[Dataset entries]
---+---

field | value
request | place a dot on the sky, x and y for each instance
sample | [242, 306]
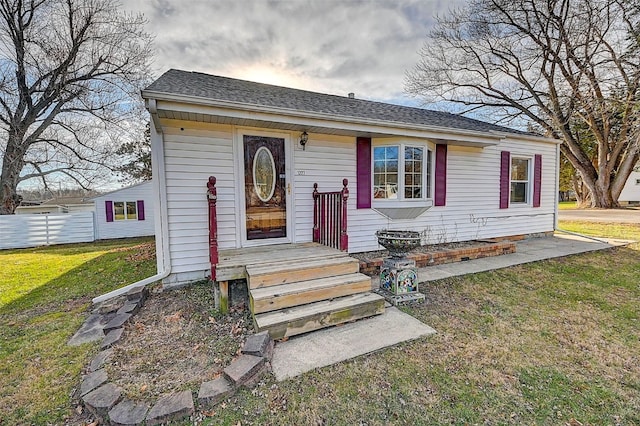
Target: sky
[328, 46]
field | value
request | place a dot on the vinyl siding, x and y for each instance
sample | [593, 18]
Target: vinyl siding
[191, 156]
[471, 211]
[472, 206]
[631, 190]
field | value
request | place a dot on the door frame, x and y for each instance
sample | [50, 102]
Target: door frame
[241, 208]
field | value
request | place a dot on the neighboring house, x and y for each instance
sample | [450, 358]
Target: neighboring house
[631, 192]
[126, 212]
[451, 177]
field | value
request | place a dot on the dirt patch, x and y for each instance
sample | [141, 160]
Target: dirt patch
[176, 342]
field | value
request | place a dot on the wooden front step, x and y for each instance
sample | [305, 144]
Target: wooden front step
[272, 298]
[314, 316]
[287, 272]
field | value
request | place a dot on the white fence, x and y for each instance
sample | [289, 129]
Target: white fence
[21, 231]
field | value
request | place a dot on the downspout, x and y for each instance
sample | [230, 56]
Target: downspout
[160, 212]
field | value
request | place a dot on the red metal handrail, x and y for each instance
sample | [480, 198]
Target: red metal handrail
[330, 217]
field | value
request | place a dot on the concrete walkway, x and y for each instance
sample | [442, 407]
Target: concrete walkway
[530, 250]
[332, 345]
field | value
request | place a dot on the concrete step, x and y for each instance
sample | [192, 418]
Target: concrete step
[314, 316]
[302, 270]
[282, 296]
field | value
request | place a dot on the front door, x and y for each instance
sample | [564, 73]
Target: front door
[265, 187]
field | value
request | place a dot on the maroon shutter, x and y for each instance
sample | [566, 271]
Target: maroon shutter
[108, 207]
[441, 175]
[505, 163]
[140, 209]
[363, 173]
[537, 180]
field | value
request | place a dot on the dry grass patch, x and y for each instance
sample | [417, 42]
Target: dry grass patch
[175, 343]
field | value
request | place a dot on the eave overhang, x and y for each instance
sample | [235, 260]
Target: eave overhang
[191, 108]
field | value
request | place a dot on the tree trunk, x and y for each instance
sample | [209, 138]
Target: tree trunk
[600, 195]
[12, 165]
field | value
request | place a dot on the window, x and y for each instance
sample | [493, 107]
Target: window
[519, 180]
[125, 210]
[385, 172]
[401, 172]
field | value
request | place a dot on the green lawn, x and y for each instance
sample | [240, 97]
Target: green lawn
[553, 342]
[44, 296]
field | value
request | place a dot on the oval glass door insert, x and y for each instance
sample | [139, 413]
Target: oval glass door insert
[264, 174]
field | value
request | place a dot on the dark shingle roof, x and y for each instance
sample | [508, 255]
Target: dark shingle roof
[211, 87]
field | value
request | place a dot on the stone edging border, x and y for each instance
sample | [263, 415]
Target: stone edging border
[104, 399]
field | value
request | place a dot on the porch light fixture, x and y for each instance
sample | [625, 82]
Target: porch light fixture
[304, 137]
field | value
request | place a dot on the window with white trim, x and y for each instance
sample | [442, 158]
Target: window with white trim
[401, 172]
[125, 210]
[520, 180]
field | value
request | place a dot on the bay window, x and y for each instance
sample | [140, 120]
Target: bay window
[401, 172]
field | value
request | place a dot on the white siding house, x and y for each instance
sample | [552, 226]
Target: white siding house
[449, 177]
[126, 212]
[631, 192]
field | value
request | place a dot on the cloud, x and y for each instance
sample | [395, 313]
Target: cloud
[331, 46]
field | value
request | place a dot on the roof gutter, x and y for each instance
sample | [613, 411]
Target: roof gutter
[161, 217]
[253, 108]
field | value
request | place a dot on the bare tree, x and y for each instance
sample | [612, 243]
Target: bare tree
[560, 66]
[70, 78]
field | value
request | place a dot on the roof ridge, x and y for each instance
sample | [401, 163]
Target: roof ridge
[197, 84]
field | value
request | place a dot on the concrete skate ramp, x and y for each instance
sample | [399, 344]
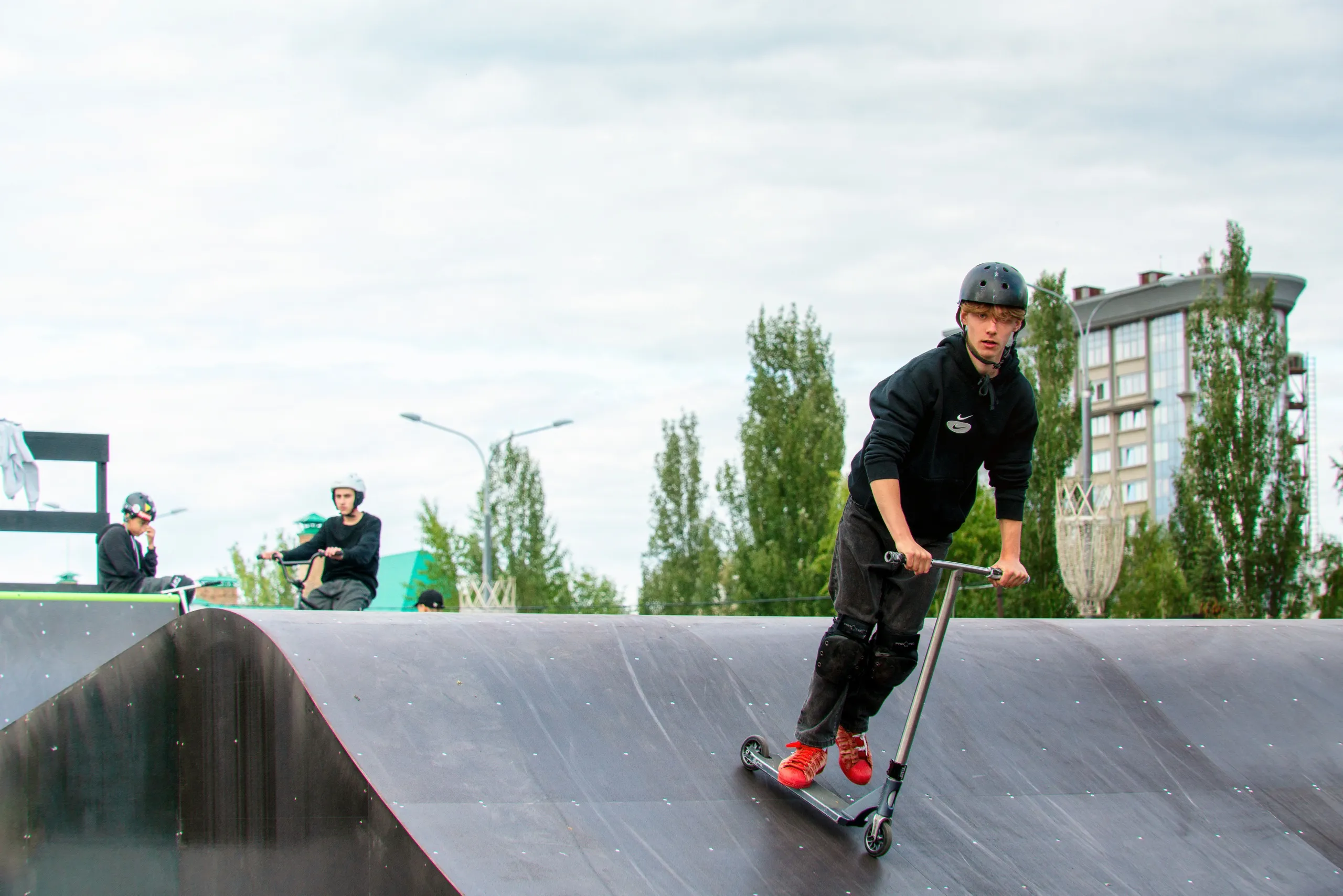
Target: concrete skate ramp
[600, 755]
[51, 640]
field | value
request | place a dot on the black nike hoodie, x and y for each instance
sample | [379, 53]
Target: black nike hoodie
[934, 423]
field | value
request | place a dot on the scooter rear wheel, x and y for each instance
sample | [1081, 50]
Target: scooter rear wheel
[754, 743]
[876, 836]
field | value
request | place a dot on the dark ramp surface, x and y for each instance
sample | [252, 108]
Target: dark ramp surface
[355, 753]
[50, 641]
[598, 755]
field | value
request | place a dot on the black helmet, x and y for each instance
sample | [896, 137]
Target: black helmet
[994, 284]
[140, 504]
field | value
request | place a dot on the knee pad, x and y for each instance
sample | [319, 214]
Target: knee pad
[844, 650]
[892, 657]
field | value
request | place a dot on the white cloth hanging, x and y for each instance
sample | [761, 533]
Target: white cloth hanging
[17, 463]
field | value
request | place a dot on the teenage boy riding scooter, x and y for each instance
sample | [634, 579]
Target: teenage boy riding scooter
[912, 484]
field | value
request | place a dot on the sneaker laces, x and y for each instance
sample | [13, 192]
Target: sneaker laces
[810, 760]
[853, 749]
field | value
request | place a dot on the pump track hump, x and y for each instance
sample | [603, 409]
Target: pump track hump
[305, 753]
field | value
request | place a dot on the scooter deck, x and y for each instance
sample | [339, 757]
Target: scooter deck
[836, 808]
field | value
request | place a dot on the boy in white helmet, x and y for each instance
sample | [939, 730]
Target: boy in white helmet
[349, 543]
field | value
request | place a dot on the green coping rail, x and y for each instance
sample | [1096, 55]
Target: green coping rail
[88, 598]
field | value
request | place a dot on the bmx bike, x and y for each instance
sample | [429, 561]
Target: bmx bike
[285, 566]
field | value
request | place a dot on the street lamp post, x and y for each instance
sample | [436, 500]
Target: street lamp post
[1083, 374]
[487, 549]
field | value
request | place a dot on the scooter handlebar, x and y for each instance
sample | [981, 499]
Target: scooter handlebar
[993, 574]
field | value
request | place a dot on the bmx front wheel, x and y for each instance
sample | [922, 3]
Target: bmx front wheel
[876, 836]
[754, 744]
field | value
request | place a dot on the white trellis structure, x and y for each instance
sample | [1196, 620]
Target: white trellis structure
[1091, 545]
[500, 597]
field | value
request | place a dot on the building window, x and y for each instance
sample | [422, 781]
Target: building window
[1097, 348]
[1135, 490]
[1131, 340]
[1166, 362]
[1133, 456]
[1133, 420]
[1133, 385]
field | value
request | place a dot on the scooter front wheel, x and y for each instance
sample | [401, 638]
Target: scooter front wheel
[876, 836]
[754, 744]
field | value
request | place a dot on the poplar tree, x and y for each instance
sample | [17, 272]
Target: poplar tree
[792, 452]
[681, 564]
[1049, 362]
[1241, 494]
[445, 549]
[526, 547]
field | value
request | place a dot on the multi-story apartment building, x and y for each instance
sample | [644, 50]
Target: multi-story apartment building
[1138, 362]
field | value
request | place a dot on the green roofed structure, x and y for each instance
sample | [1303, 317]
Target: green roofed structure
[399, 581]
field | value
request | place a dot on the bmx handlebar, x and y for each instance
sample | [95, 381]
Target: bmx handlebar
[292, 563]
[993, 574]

---+---

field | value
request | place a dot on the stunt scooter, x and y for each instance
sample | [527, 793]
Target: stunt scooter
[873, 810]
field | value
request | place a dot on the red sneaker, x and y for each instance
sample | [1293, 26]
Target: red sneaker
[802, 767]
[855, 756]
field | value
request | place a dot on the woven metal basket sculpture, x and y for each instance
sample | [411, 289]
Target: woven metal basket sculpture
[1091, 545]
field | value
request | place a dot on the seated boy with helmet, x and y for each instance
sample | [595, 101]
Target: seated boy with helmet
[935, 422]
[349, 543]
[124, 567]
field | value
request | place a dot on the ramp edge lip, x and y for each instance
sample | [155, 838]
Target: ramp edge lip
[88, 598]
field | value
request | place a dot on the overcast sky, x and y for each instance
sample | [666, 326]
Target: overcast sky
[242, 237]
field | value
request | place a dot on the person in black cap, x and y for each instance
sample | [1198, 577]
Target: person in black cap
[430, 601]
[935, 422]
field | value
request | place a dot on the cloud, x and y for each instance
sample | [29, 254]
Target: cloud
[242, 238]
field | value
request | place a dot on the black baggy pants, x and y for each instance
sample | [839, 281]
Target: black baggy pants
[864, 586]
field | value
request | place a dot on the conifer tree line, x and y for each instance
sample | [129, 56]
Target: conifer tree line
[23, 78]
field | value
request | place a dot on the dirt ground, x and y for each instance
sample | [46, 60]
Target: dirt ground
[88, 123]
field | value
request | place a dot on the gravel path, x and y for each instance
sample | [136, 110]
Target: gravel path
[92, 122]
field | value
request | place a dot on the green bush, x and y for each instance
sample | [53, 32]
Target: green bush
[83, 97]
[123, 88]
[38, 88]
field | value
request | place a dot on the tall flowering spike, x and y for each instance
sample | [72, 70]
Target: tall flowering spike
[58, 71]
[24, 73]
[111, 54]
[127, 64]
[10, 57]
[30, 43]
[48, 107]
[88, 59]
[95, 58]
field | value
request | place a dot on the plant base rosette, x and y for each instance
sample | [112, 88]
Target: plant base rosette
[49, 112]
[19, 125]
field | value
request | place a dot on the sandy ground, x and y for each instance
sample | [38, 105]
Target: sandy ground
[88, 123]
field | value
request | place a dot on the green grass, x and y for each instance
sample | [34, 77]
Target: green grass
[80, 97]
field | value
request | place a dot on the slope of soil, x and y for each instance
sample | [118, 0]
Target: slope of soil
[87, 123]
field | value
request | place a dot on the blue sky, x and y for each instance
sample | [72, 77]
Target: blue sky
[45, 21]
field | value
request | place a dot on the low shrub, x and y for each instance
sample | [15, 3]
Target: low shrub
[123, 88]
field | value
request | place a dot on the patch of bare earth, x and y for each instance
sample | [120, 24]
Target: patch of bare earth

---+---

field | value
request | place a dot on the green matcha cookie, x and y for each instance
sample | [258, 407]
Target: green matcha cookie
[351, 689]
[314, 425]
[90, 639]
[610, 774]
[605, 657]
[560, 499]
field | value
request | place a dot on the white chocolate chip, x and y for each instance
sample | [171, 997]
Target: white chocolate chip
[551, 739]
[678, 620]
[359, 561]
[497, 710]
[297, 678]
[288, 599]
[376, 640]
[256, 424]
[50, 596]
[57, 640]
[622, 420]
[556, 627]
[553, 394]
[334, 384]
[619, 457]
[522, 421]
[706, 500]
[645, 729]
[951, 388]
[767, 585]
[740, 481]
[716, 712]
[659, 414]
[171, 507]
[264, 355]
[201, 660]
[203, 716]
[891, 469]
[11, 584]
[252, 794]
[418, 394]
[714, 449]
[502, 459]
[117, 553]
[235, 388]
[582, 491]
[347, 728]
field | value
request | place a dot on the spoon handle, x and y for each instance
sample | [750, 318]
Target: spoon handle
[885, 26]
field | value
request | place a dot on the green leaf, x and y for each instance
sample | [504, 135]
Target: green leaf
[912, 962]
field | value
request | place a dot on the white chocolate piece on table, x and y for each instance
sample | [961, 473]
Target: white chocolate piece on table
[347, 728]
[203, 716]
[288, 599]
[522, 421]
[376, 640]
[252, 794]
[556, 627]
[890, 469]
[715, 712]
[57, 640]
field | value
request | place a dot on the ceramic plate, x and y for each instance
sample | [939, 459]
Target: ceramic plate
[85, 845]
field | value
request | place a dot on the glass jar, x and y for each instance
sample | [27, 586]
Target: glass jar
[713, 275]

---+---

YOUR INSTRUCTIONS
Above are the records. Print exactly, and only, the lines from the line with "Target: pump track hump" to the line with "sample | [422, 781]", both inclusive.

REPLY
Target: pump track hump
[305, 753]
field | value
request | place a dot on the scooter deck, x and y for each instance
sample | [339, 757]
Target: scooter deck
[836, 808]
field | value
request | place a dot on the boy in white helmet, x and y for each instance
sample | [939, 730]
Target: boy in white helmet
[349, 543]
field | value
request | place a dot on the green coping rail, x and y for each instance
sample | [1096, 55]
Target: green coping rail
[88, 598]
field | value
request | place a dot on the bmx bike, x and y for each instance
sample | [429, 561]
Target: bmx bike
[285, 566]
field | value
request | place a dot on the street lamp post, x and y for each instance
sample | [436, 500]
Target: street lamp post
[1083, 374]
[487, 549]
field | value
request | place a dot on the scooter handlebar, x and y for each instance
sample | [981, 499]
Target: scooter handlebar
[993, 574]
field | value
request | place a dot on the bmx front wheel, x and y for each instance
sample | [922, 3]
Target: bmx front wheel
[876, 836]
[754, 744]
field | value
request | place a dot on the white trellis structure, x and y for each instance
sample | [1196, 620]
Target: white trellis structure
[1091, 545]
[500, 597]
field | value
request | place a dot on the building window, x and y for each instance
sample | [422, 781]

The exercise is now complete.